What the task requires »
Set down the full listing that follows, word for word.
━━━━━━━━━━━━━━━━━━━━━━━━━━━━━━
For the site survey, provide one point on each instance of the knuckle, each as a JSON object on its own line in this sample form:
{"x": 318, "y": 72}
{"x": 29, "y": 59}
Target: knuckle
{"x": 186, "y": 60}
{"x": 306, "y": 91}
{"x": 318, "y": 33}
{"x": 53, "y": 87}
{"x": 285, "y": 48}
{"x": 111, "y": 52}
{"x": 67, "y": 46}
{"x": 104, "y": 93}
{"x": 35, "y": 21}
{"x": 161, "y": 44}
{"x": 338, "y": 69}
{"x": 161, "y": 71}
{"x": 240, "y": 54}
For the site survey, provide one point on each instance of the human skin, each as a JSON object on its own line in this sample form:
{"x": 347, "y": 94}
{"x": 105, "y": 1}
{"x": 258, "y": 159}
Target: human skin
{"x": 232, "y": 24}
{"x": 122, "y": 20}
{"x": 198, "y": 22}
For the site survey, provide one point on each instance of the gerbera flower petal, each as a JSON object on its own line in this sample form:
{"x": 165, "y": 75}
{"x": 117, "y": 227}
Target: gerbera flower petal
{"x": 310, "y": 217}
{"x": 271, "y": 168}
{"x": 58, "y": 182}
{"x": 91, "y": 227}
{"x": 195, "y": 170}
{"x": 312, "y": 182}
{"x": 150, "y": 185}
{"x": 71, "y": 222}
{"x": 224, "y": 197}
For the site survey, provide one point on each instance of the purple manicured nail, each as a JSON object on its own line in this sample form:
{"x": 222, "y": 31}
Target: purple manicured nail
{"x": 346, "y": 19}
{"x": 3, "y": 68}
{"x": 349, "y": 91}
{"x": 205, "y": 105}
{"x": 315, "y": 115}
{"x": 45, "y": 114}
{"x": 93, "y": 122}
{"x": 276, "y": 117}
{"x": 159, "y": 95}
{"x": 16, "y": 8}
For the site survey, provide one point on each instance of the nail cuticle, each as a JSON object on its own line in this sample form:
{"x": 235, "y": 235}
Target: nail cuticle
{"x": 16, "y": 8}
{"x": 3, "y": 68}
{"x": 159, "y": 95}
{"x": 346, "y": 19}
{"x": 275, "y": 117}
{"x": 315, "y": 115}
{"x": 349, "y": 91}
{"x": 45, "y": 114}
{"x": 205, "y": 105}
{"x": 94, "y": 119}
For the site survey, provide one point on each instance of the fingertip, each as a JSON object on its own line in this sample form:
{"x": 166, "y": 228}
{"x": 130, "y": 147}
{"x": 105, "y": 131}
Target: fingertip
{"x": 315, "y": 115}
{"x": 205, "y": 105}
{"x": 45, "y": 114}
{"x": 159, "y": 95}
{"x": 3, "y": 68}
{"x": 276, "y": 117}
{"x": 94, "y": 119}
━━━━━━━━━━━━━━━━━━━━━━━━━━━━━━
Task output »
For the site survey, provide one point on each instance of the knuckle, each as a JSON object on its own line in this sample form:
{"x": 318, "y": 72}
{"x": 29, "y": 59}
Target: knuckle
{"x": 186, "y": 60}
{"x": 306, "y": 91}
{"x": 318, "y": 33}
{"x": 53, "y": 87}
{"x": 285, "y": 48}
{"x": 111, "y": 52}
{"x": 67, "y": 46}
{"x": 104, "y": 93}
{"x": 35, "y": 21}
{"x": 161, "y": 44}
{"x": 338, "y": 69}
{"x": 161, "y": 71}
{"x": 240, "y": 54}
For the site survey, provide one point on each instance of the human skin, each as a JSON object on its own line in this sample form:
{"x": 347, "y": 94}
{"x": 105, "y": 1}
{"x": 258, "y": 159}
Target: human skin
{"x": 232, "y": 24}
{"x": 122, "y": 20}
{"x": 198, "y": 22}
For the site survey, provide one point on each instance of the gerbera flower petal, each as a JSON object on its own line in this sample form:
{"x": 165, "y": 75}
{"x": 117, "y": 227}
Target: gerbera flower petal
{"x": 310, "y": 217}
{"x": 271, "y": 168}
{"x": 58, "y": 182}
{"x": 91, "y": 227}
{"x": 195, "y": 170}
{"x": 312, "y": 182}
{"x": 150, "y": 185}
{"x": 71, "y": 222}
{"x": 224, "y": 197}
For the site survey, provide one point on each instance of the purple manicured nail, each as a JSON object on its own line in this sample form:
{"x": 222, "y": 31}
Target: purple manicured nail
{"x": 346, "y": 19}
{"x": 3, "y": 68}
{"x": 349, "y": 91}
{"x": 205, "y": 105}
{"x": 315, "y": 115}
{"x": 45, "y": 114}
{"x": 93, "y": 122}
{"x": 276, "y": 117}
{"x": 159, "y": 95}
{"x": 16, "y": 8}
For the site survey, provide one point on each instance of the nail cuticle, each as a JSON object on its own line in this sample form:
{"x": 235, "y": 235}
Target: nail cuticle
{"x": 16, "y": 8}
{"x": 3, "y": 68}
{"x": 159, "y": 95}
{"x": 346, "y": 19}
{"x": 275, "y": 117}
{"x": 315, "y": 115}
{"x": 349, "y": 91}
{"x": 45, "y": 114}
{"x": 205, "y": 105}
{"x": 94, "y": 119}
For the site survey, provide one point on each instance of the fingertip, each as a JSON object on its own line in this sample form:
{"x": 166, "y": 228}
{"x": 130, "y": 147}
{"x": 105, "y": 131}
Target: fingertip
{"x": 315, "y": 115}
{"x": 205, "y": 105}
{"x": 45, "y": 114}
{"x": 159, "y": 95}
{"x": 3, "y": 68}
{"x": 276, "y": 117}
{"x": 94, "y": 119}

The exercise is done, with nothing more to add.